- **Exercise description**
Exactly reproduce the lines from the one containing "Where can the field" through the last line of the data, both ends included, leaving out pictures.
Start of Records provided
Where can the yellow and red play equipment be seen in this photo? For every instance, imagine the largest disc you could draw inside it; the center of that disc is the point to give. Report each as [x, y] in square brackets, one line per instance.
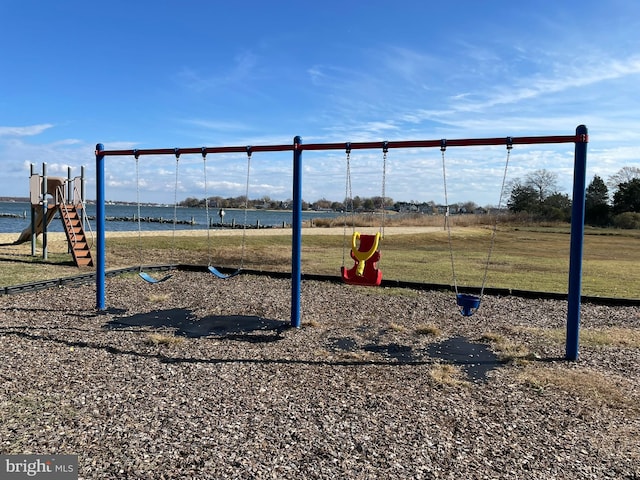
[365, 253]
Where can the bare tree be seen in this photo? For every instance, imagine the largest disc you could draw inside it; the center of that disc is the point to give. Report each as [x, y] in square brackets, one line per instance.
[543, 181]
[624, 175]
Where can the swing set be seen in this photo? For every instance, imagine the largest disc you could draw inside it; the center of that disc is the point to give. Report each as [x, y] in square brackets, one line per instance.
[367, 249]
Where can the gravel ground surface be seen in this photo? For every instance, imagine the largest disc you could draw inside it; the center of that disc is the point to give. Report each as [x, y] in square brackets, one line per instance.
[199, 378]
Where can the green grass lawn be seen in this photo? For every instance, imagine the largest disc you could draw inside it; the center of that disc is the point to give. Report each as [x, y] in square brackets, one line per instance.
[526, 258]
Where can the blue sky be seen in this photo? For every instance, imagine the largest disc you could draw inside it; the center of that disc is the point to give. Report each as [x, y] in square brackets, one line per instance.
[164, 74]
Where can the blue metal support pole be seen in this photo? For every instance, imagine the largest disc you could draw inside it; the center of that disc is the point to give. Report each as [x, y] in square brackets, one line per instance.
[577, 236]
[296, 227]
[100, 229]
[33, 213]
[45, 233]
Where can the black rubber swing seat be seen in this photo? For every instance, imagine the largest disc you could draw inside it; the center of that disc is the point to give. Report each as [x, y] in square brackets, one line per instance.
[468, 304]
[149, 279]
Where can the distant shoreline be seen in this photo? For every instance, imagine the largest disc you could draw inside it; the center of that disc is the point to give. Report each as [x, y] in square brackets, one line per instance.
[6, 238]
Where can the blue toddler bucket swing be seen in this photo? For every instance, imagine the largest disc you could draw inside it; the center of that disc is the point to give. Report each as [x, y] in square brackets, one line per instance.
[469, 304]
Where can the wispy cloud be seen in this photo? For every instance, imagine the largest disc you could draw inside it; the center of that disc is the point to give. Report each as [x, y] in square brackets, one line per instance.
[26, 131]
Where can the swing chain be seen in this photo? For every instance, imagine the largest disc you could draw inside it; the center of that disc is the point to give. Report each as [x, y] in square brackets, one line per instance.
[509, 144]
[443, 148]
[348, 200]
[385, 149]
[206, 202]
[246, 207]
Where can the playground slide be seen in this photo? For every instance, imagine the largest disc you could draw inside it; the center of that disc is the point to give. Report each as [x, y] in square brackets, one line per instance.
[25, 236]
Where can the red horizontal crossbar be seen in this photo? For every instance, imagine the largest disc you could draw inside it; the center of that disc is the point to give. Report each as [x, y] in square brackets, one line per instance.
[465, 142]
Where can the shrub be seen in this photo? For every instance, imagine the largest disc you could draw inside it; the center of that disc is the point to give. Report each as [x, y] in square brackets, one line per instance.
[627, 220]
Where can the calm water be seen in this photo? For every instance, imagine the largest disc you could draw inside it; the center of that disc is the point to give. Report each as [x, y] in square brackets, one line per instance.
[197, 215]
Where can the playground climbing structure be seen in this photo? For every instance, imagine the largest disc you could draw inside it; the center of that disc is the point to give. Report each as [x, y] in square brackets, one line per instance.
[53, 197]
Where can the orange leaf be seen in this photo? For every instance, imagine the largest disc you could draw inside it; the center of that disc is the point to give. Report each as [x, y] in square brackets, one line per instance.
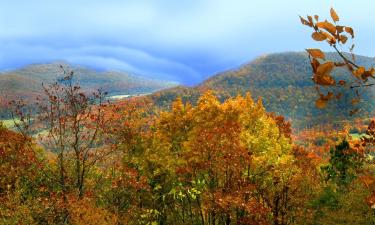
[342, 82]
[355, 101]
[334, 15]
[339, 28]
[358, 72]
[316, 53]
[325, 68]
[327, 26]
[317, 36]
[320, 103]
[305, 22]
[343, 38]
[350, 31]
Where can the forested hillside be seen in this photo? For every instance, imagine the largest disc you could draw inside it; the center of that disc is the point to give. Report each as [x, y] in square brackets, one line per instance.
[283, 81]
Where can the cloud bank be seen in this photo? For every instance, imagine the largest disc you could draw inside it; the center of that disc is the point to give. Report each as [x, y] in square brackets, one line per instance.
[184, 41]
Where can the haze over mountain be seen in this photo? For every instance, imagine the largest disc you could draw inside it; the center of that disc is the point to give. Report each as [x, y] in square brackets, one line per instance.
[283, 81]
[185, 41]
[27, 82]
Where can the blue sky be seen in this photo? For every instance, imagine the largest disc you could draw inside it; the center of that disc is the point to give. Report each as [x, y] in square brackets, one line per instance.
[184, 41]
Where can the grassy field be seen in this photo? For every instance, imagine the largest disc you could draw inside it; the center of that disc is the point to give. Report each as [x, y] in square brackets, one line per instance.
[8, 123]
[357, 136]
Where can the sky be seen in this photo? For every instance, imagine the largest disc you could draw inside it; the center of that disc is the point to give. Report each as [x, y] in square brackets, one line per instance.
[182, 40]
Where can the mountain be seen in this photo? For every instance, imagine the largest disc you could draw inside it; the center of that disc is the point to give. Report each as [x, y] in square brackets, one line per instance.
[26, 82]
[283, 81]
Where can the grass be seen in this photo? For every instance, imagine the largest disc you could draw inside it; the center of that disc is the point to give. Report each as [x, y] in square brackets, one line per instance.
[9, 123]
[357, 136]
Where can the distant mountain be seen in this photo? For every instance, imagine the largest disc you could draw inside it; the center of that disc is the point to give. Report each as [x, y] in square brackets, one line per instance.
[26, 82]
[284, 82]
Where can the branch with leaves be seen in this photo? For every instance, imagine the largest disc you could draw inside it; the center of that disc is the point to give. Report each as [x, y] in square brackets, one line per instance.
[336, 36]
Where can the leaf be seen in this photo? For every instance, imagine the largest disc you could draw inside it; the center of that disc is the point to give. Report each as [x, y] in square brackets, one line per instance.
[358, 72]
[305, 22]
[339, 29]
[325, 68]
[352, 112]
[316, 53]
[355, 101]
[343, 38]
[327, 26]
[315, 64]
[320, 103]
[318, 36]
[342, 82]
[350, 31]
[334, 15]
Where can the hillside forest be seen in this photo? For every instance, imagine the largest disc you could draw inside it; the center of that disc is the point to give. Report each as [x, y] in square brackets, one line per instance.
[256, 145]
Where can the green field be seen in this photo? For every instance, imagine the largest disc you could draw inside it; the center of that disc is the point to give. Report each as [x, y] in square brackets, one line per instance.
[357, 136]
[9, 123]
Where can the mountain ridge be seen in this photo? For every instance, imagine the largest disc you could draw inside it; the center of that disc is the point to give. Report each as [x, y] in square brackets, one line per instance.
[283, 81]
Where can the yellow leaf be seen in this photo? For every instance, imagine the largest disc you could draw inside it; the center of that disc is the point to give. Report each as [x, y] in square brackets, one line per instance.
[317, 36]
[316, 53]
[343, 38]
[320, 103]
[355, 101]
[339, 28]
[305, 22]
[358, 72]
[327, 26]
[325, 68]
[334, 15]
[350, 31]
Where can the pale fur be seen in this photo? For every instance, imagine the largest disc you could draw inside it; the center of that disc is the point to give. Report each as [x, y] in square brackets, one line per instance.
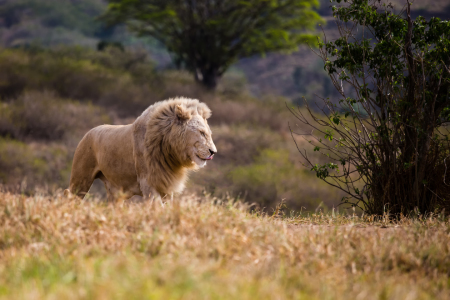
[149, 158]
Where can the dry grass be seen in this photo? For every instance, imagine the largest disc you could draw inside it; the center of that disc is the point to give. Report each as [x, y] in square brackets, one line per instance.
[202, 248]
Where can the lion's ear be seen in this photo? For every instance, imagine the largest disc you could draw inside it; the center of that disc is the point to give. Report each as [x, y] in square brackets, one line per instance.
[204, 110]
[182, 114]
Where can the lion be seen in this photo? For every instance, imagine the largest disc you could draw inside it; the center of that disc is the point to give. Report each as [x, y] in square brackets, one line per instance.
[150, 158]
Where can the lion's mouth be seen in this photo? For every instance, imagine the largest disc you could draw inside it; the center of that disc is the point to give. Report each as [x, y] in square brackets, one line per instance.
[208, 158]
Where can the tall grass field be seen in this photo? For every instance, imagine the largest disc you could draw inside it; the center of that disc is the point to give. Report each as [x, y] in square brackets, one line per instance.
[200, 247]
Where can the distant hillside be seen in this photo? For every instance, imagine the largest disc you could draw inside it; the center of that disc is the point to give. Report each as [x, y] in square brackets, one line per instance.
[73, 22]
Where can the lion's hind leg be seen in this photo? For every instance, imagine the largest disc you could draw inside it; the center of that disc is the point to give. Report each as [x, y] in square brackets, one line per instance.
[84, 168]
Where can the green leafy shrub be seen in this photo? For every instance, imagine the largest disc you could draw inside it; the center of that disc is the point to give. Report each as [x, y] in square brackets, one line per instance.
[386, 140]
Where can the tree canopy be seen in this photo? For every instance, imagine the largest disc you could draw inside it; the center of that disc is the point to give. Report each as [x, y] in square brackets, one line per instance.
[207, 36]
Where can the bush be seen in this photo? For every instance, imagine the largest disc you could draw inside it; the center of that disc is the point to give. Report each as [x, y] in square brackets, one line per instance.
[386, 140]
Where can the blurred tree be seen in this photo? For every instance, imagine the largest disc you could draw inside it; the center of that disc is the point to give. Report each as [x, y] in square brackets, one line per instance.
[207, 36]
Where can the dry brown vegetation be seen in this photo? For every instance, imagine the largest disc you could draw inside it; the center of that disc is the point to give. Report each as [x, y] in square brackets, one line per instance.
[206, 248]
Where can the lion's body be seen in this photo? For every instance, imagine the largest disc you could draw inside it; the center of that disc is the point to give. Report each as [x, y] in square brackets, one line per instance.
[150, 157]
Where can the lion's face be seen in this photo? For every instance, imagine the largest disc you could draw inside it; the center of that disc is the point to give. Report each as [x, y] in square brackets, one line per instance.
[200, 145]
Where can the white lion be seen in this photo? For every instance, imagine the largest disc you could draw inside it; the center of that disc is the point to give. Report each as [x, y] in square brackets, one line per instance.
[149, 158]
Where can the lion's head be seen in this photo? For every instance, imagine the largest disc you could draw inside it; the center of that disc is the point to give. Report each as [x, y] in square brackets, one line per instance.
[199, 145]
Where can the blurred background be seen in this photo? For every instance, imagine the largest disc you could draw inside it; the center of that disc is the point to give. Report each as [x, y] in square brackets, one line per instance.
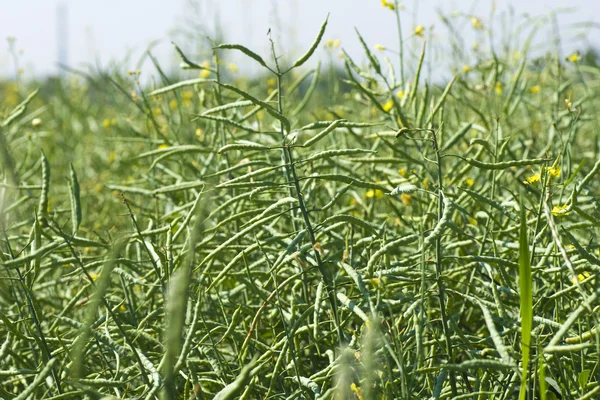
[86, 35]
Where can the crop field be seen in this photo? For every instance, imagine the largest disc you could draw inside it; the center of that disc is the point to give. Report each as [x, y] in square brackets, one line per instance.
[359, 230]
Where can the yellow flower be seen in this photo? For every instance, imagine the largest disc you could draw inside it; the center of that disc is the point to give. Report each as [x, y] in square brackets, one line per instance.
[569, 104]
[532, 179]
[374, 193]
[406, 199]
[498, 88]
[580, 277]
[387, 106]
[419, 30]
[388, 4]
[560, 211]
[476, 23]
[574, 58]
[356, 390]
[553, 171]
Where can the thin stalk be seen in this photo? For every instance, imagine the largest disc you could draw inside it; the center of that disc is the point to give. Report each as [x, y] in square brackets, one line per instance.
[438, 267]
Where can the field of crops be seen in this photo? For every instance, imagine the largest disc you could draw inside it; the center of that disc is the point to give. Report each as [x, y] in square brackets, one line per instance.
[362, 232]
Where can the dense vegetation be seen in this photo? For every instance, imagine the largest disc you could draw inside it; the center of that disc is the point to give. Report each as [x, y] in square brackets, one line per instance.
[313, 233]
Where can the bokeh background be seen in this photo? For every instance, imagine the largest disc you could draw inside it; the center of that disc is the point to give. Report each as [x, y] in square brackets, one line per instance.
[87, 34]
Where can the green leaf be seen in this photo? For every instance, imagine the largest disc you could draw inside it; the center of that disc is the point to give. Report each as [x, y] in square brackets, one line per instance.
[244, 50]
[313, 47]
[525, 299]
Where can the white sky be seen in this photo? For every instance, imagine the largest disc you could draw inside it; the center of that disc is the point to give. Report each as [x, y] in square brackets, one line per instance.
[101, 31]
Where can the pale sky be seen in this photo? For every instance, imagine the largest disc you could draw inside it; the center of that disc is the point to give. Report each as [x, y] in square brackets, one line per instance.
[99, 32]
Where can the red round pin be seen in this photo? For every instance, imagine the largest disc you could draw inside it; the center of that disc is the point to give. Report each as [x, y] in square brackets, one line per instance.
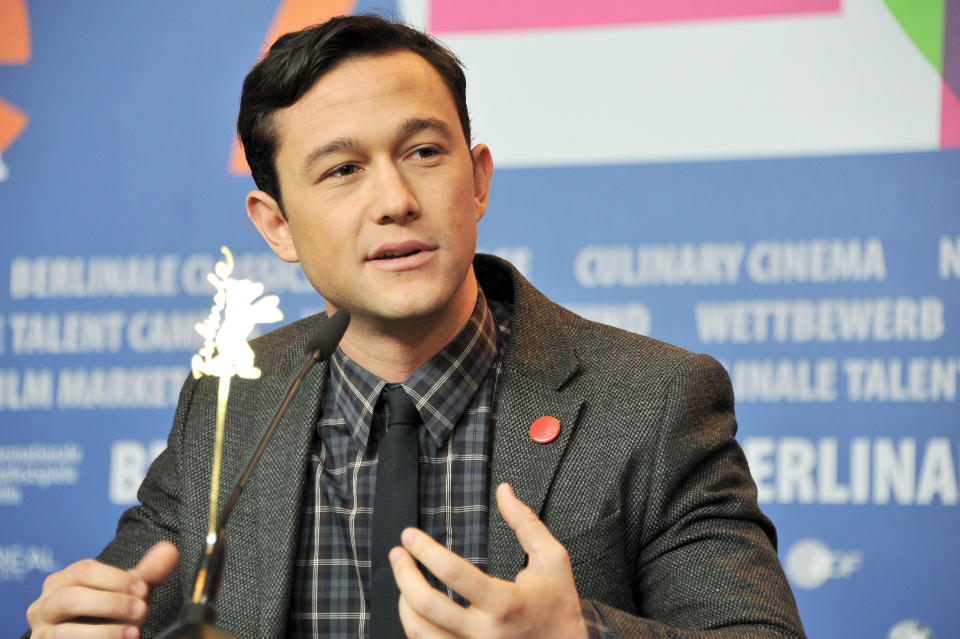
[544, 429]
End of Records provided
- **The result**
Where can the field of crops be seen in this photo? For every instance, imagine the largest disc you could draw inside it; the center of that disc is the point to give. Report each as [x, y] in square brackets, one line per instance.
[362, 232]
Where can the dense vegetation be seen in this photo? For every instance, imagine the largest disc you could draw inside it; the center of that disc is the point to give. Report each as [x, y] in square brackets, one line per instance.
[313, 233]
Where can the bokeh background be seen in this photo? For every instance, imagine the largest disc you could draw inside it; the center of that disc is the point to give. Report each as [x, y] in square brackets, one line per instance.
[87, 34]
Where can the green leaf be seen in this photo? For every instance, imagine the largest disc you could draw inside it; the center of that disc is the point to give. Report each as [x, y] in square brackets, one line per instance.
[244, 50]
[313, 47]
[525, 299]
Where can the white sky be seen in this photo? For every instance, imagine the largest disc you could draw inside it; the center of that disc is the point to give. Report each as [x, y] in square brackets, one line per instance.
[101, 31]
Where can the pale sky be seen in this photo? For every instance, imagine the largest disc you could draw inside it; the center of that disc is the point to give. Report each as [x, y] in square brackets, one line per instance.
[99, 32]
Where can the red round pin be seen in this photo? For every instance, imagine the largest disc you could draw inside it; the center of that disc is the point to give. Report each as [x, y] in square brackets, one line per instance.
[544, 429]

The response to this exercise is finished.